Source text:
- - -

# crazy infidelity



## sarahmc (Sep 9, 2012)

help me understand,..

I know someone who is engaged to be married in 1 week. He's been with his fiance for 10+ years, engaged for two. Now the day is finally approaching, he is STILL cheating on her. He's cheated on her with at least 3 women (that I know of, probably more), in the course of their relationship, and now it's ONE WEEK before the wedding and he has *no intention or desire to stop*. He wants to keep having his affair after the marriage and he states that just because he is married, nothing changes.

What is going through his head?? Why is he even getting married? Does he love anyone?


----------



## AngryandUsed (Jun 23, 2011)

Cheater!


----------



## completely_lost (May 10, 2012)

I'm curious are you the one he's having the affair with? To answer your question I have no idea what's going through his head. You could tip off the bride but she may choose to not believe you.
_Posted via Mobile Device_


----------



## Writer (Aug 3, 2012)

This post is too vague. Who exactly are you to this couple? Are you one of the OW? How did you come across this information?

What's going through his head is simple. He wants to cake-eat. He is being selfish, wanting to remain single and have a little wife to come home to for domestic support.

If I were you, and I know that you don't have much evidence (if you have any at all), I would let the bride know. She deserves to know the type of man that she is marrying. 

At that point, she can call off the wedding base on your information. She will probably want to investigate, building evidence so she can feel comfortable to confront him. No one wants to marry a cheater who is remorseless and has no intention on reforming. 

Or, she will bury her head in the sand and she will marry him. If she does, it is on her because she knows. In a few years, the late nights at the office, the frequent trips somewhere will aid up. She might, then, be strong enough to gather proof.


----------



## richard931 (Aug 26, 2012)

sarahmc said:


> help me understand,..
> 
> I know someone who is engaged to be married in 1 week. He's been with his fiance for 10+ years, engaged for two. Now the day is finally approaching, he is STILL cheating on her. He's cheated on her with at least 3 women (that I know of, probably more), in the course of their relationship, and now it's ONE WEEK before the wedding and he has *no intention or desire to stop*. He wants to keep having his affair after the marriage and he states that just because he is married, nothing changes.

- - -

Excerpts from location labeling data:
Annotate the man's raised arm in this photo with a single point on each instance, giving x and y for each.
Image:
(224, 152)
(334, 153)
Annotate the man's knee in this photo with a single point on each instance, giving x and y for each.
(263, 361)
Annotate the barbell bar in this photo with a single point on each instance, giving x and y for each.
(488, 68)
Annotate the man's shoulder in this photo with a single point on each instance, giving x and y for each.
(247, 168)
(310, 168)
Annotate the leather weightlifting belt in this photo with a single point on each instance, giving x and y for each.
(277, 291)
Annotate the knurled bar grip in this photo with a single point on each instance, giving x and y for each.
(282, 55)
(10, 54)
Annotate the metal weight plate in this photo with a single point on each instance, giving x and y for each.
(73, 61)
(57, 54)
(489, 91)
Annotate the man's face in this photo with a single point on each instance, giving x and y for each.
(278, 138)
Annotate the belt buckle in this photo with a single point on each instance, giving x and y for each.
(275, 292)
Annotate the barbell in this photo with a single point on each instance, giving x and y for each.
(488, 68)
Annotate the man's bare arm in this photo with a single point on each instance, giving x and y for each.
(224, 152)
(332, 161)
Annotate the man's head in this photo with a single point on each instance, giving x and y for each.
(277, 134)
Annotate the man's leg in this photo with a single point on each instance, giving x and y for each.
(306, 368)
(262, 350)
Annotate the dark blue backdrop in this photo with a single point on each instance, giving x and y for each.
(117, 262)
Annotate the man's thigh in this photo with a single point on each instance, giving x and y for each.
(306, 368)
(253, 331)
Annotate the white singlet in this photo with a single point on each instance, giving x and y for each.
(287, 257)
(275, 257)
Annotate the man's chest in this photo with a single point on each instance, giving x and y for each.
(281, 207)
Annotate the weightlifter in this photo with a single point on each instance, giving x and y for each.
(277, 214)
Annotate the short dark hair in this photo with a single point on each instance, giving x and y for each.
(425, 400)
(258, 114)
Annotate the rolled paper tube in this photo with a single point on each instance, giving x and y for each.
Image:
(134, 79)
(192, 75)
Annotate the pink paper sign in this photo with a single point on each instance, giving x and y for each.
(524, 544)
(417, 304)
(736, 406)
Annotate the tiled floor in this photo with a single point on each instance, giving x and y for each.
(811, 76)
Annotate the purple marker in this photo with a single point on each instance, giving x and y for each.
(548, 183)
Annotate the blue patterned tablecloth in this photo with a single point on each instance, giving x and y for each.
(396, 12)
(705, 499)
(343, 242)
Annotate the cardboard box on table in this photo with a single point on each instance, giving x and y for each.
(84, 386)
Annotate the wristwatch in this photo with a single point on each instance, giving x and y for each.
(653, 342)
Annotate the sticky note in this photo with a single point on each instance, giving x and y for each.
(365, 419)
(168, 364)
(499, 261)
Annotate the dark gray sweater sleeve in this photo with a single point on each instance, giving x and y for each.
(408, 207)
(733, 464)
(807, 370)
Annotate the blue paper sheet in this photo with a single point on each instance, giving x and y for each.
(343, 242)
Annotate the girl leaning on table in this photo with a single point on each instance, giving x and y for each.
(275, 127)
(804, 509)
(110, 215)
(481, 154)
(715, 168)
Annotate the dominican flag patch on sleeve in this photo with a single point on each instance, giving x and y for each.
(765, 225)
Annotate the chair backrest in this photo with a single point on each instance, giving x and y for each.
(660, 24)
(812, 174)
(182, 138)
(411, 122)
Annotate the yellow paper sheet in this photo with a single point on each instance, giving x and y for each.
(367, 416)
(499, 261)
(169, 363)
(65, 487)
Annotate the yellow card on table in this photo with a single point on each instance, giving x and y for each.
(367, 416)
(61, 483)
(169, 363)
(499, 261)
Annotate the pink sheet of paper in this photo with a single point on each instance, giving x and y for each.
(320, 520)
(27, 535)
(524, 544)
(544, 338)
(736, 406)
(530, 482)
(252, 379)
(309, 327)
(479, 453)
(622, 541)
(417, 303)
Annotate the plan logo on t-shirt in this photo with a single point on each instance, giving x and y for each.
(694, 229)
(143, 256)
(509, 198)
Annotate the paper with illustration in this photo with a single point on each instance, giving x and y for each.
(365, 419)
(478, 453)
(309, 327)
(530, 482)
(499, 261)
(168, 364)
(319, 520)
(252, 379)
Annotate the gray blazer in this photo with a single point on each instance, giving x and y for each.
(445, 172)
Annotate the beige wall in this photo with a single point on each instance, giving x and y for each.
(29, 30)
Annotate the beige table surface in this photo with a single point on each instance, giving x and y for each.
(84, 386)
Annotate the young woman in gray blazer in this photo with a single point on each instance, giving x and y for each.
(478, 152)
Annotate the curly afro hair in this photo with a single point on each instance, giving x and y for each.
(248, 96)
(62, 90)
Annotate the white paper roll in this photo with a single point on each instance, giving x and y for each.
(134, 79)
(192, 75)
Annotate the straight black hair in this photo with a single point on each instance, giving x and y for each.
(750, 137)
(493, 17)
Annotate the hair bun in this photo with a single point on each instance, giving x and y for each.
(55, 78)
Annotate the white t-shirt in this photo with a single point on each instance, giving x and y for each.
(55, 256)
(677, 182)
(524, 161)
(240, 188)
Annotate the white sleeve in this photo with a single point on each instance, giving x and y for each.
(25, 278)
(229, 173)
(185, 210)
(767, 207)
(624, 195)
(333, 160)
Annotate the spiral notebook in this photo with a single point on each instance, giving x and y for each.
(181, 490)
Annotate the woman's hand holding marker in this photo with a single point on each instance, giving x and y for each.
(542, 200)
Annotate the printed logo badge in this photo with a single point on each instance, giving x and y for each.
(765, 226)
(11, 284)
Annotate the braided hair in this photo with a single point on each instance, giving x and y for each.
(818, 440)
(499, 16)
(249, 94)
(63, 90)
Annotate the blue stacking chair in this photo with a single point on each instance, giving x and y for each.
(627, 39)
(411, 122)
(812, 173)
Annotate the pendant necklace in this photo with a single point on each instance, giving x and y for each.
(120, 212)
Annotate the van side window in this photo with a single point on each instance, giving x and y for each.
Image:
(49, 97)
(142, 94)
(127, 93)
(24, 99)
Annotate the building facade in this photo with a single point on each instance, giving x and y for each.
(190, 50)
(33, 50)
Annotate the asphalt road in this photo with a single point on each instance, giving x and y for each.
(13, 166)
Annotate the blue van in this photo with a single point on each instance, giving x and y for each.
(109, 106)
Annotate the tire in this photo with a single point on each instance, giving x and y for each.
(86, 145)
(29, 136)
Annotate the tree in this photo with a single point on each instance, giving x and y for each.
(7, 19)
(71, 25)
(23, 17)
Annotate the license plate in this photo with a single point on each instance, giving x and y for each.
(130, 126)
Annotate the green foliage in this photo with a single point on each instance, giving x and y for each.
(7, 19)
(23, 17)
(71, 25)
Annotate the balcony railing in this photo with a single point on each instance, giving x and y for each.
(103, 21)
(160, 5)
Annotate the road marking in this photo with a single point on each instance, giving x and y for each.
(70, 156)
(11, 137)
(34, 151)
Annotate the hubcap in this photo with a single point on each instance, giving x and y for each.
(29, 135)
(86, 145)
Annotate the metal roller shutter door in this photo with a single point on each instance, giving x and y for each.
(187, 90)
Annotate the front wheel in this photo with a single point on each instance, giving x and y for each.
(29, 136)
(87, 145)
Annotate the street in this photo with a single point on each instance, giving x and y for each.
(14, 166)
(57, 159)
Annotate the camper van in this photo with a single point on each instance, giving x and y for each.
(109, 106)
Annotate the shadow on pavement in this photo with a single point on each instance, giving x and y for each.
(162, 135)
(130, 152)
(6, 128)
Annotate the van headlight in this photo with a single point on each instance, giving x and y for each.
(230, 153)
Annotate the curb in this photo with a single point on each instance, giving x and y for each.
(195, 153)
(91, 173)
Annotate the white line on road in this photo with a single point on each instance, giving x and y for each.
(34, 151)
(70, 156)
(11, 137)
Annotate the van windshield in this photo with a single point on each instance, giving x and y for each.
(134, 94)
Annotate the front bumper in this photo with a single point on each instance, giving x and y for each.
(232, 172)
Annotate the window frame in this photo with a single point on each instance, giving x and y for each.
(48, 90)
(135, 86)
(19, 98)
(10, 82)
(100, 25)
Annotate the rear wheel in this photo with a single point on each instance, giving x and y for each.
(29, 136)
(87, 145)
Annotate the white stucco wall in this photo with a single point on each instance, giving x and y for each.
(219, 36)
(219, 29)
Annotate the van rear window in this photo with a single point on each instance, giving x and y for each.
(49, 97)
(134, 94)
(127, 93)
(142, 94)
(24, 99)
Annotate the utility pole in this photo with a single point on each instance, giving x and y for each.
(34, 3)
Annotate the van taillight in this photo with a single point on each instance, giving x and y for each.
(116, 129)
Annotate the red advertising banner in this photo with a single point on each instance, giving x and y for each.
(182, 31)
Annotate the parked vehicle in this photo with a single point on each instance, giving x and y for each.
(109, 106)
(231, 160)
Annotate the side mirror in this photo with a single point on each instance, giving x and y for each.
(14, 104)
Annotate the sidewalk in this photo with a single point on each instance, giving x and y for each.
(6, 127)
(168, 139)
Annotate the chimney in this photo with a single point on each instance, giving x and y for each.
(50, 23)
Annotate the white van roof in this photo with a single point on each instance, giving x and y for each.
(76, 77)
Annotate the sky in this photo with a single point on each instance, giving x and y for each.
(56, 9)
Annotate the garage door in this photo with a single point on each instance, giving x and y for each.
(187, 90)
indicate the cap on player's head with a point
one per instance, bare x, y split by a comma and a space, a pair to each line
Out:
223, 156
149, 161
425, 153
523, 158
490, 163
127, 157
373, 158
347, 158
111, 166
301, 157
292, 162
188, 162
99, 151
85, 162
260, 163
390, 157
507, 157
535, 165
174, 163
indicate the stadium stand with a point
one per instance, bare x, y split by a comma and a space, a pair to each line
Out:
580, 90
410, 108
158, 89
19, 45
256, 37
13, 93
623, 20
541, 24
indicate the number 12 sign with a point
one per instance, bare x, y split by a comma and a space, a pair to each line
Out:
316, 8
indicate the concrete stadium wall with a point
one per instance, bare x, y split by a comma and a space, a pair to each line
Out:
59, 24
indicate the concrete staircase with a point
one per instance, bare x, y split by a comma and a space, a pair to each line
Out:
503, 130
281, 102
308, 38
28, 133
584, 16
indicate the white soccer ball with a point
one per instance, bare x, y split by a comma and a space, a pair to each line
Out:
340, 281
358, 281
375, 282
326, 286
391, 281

- - -

Tasks and exercises:
(1) Condense the paragraph in the infidelity thread that begins "At that point, she can call off the wedding" into a short bulleted list, keeping its main points.
(2) Please carry the infidelity thread forward from its final line.
None of this data is required.

The replies:
(1)
- She can call off the wedding based on your information.
- She will probably want to investigate and build evidence so she feels comfortable confronting him.
- No one wants to marry a cheater who is remorseless and has no intention of reforming.

(2)
> 
> What is going through his head?? Why is he even getting married? Does he love anyone?


you need to tell his to be bride someway


----------



## Frostrose (Aug 1, 2012)

You need to tell the bride.


----------



## theroad (Feb 20, 2012)

sarahmc said:


> help me understand,..
> 
> I know someone who is engaged to be married in 1 week. He's been with his fiance for 10+ years, engaged for two. Now the day is finally approaching, he is STILL cheating on her. He's cheated on her with at least 3 women (that I know of, probably more), in the course of their relationship, and now it's ONE WEEK before the wedding and he has *no intention or desire to stop*. He wants to keep having his affair after the marriage and he states that just because he is married, nothing changes.
> 
> What is going through his head?? Why is he even getting married? Does he love anyone?


What is going through your head?
What is it that you want to accomplish by posting here?


----------



## sarahmc (Sep 9, 2012)

i know this guy - coworkers for a long time. It's really not my place to tell the bride. He has at least one close family member who knows about all this and they're not saying anything either. just dumbfounded.


----------



## daisygirl 41 (Aug 5, 2011)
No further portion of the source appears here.